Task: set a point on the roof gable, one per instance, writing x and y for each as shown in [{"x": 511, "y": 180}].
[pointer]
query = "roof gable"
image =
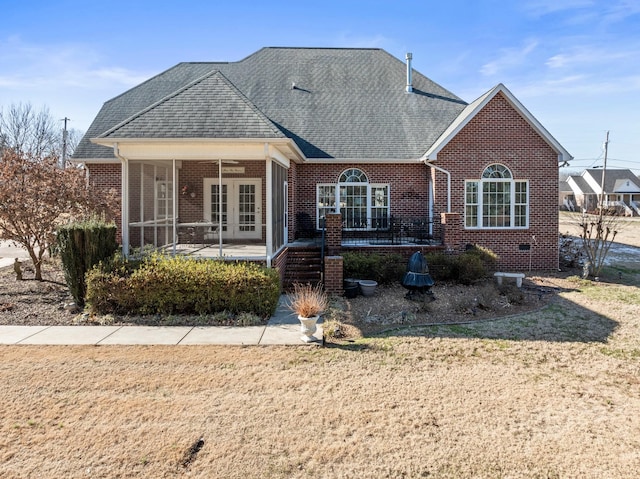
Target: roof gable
[
  {"x": 333, "y": 103},
  {"x": 476, "y": 106}
]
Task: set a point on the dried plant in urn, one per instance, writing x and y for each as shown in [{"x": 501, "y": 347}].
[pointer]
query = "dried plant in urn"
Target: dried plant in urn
[{"x": 308, "y": 302}]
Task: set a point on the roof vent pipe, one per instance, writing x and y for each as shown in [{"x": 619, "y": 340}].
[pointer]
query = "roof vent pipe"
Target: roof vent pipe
[{"x": 409, "y": 82}]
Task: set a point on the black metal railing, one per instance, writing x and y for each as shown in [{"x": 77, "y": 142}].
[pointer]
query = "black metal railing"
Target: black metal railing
[{"x": 392, "y": 230}]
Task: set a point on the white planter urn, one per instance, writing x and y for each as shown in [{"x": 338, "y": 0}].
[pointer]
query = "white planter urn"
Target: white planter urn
[{"x": 308, "y": 328}]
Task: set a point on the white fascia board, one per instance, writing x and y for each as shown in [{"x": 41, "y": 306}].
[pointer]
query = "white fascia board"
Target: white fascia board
[
  {"x": 362, "y": 161},
  {"x": 200, "y": 148},
  {"x": 94, "y": 161}
]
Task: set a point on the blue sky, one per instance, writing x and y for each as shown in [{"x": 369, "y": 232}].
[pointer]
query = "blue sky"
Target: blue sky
[{"x": 575, "y": 64}]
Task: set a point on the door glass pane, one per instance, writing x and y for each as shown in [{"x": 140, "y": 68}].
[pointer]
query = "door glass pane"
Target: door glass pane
[
  {"x": 215, "y": 205},
  {"x": 247, "y": 207}
]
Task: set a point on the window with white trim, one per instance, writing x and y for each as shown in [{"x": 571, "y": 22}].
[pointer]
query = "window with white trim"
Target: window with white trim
[
  {"x": 496, "y": 200},
  {"x": 362, "y": 204}
]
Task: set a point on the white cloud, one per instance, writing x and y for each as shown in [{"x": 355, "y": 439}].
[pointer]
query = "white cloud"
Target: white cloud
[
  {"x": 545, "y": 7},
  {"x": 55, "y": 66},
  {"x": 509, "y": 58}
]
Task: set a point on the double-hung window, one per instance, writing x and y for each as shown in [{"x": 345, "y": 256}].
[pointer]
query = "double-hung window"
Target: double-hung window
[
  {"x": 363, "y": 205},
  {"x": 496, "y": 200}
]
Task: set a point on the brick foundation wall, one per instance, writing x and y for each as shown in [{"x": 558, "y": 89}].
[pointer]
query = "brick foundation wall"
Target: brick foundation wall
[
  {"x": 333, "y": 275},
  {"x": 333, "y": 237},
  {"x": 498, "y": 134}
]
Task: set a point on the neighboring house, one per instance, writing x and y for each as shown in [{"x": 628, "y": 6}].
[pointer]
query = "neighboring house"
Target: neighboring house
[
  {"x": 263, "y": 150},
  {"x": 621, "y": 191}
]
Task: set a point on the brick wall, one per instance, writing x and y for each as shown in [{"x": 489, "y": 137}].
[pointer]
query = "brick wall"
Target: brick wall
[
  {"x": 408, "y": 186},
  {"x": 333, "y": 274},
  {"x": 107, "y": 176},
  {"x": 498, "y": 134}
]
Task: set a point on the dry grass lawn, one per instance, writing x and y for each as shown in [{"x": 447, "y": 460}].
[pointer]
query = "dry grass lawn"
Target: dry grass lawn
[{"x": 548, "y": 394}]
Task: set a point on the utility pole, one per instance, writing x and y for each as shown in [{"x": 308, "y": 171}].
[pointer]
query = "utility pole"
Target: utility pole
[
  {"x": 604, "y": 172},
  {"x": 63, "y": 160}
]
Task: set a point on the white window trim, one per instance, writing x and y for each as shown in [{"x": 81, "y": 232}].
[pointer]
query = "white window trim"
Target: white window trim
[
  {"x": 512, "y": 212},
  {"x": 370, "y": 187}
]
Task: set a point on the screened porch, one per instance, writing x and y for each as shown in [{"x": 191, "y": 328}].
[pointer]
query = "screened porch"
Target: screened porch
[{"x": 207, "y": 208}]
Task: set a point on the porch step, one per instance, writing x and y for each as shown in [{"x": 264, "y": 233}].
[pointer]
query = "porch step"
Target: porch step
[{"x": 304, "y": 265}]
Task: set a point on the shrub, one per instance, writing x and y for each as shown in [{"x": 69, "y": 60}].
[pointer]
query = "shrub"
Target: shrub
[
  {"x": 162, "y": 284},
  {"x": 382, "y": 268},
  {"x": 465, "y": 268},
  {"x": 82, "y": 245}
]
----
• EXERCISE: For this step, transcribe all the material above exactly and drop the images.

• ANSWER SPACE:
Task: set a point on the roof gable, one per instance, writing x and y for each as shown in [{"x": 511, "y": 180}].
[pointer]
query = "roof gable"
image =
Target: roof gable
[
  {"x": 333, "y": 103},
  {"x": 476, "y": 106}
]
Task: set a point on the dried plant in urn, one per instance, writing x and y for each as shown in [{"x": 501, "y": 347}].
[pointer]
query = "dried plant in urn"
Target: dried plant in urn
[{"x": 308, "y": 302}]
Task: set a point on the roof vent pipe, one per instance, writing x and y for each as shown in [{"x": 619, "y": 340}].
[pointer]
query = "roof vent pipe"
Target: roof vent pipe
[{"x": 409, "y": 82}]
Task: set a point on the black metal railing, one per instance, writing x and y for each as shown in [{"x": 77, "y": 142}].
[pointer]
query = "black metal railing"
Target: black metal railing
[{"x": 392, "y": 230}]
Task: set a point on the white planter urn, one per instance, writing x and y for each as shown in [{"x": 338, "y": 0}].
[pointer]
query = "white planter urn"
Target: white planter urn
[{"x": 308, "y": 328}]
Task: set a point on the white fascia board, one per instance, writing x and y for each as shown in [{"x": 41, "y": 306}].
[pointer]
query = "white fascia board"
Target: white fascia board
[
  {"x": 362, "y": 161},
  {"x": 200, "y": 148},
  {"x": 94, "y": 161}
]
Task: set a point on the blue sky, one per instance, writing x and y for each as shown in [{"x": 369, "y": 232}].
[pointer]
query = "blue sky"
Target: blue sky
[{"x": 575, "y": 64}]
Task: set a point on the door glass pane, one per instance, writing x and y for each as shown in [{"x": 140, "y": 68}].
[pointer]
query = "door glass pane"
Target: door glass pane
[
  {"x": 215, "y": 205},
  {"x": 247, "y": 207}
]
Task: set a point on the window with white trim, one per instance, writing x and y for each as shown in [{"x": 571, "y": 22}].
[pointer]
query = "window with white trim"
Target: window with white trim
[
  {"x": 496, "y": 200},
  {"x": 362, "y": 204}
]
Task: set a point on the white cloud, one per instance, writing x and y for each as shown in [{"x": 355, "y": 439}].
[pointer]
query = "white cloud"
Target: white cloud
[
  {"x": 545, "y": 7},
  {"x": 55, "y": 66},
  {"x": 509, "y": 58}
]
Task: set a point on the double-hung window, one per instance, writing x and y for each as shown in [{"x": 345, "y": 256}].
[pointer]
query = "double-hung window"
Target: double-hung window
[
  {"x": 363, "y": 205},
  {"x": 496, "y": 200}
]
Task: set a point on the brick foundation wall, one per instance, writing x and y for each as shown in [{"x": 558, "y": 89}].
[pointer]
query = "brick foundation wall"
Target: brick foundation wall
[
  {"x": 333, "y": 275},
  {"x": 333, "y": 237},
  {"x": 498, "y": 134}
]
Task: set a point on the neighboring house, one per instance, writing x and y for each as shown in [{"x": 628, "y": 6}].
[pointer]
query = "neighboring house"
Target: neighboring house
[
  {"x": 263, "y": 150},
  {"x": 621, "y": 191}
]
Task: set a point on the brick wall, one per instance, writing x and y for each as shown in [{"x": 489, "y": 137}].
[pointer]
query = "brick wall"
Target: brick wall
[
  {"x": 408, "y": 186},
  {"x": 333, "y": 274},
  {"x": 107, "y": 176},
  {"x": 498, "y": 134}
]
Task: set a point on the dry grass lawn, one per instance, writing x and y for each as shown in [{"x": 447, "y": 460}].
[pointer]
query = "dry grass lawn"
Target: dry grass lawn
[{"x": 548, "y": 394}]
Task: set a point on the utility pole, one per instance, writing x and y for each as shown in [{"x": 308, "y": 171}].
[pointer]
query = "utility pole"
Target: utility pole
[
  {"x": 604, "y": 172},
  {"x": 63, "y": 160}
]
Task: set a point on the white window trim, one per instance, writing x and y for each as shown in [{"x": 81, "y": 232}].
[pointer]
query = "white window trim"
Target: white window trim
[
  {"x": 512, "y": 212},
  {"x": 370, "y": 187}
]
Task: set a point on the screened porch, one per instance, writing x and y for each as shown in [{"x": 191, "y": 328}].
[pointer]
query = "screened porch"
Target: screened porch
[{"x": 207, "y": 208}]
Task: set a point on the porch step, one per instance, writing x and y for each as shown in [{"x": 264, "y": 233}].
[pointer]
query = "porch step"
Target: porch step
[{"x": 304, "y": 265}]
Task: set a point on the shrub, one per instance, writing x and y for each as shown in [{"x": 69, "y": 60}].
[pointer]
query = "shrub"
Target: shrub
[
  {"x": 162, "y": 284},
  {"x": 382, "y": 268},
  {"x": 465, "y": 268},
  {"x": 82, "y": 245}
]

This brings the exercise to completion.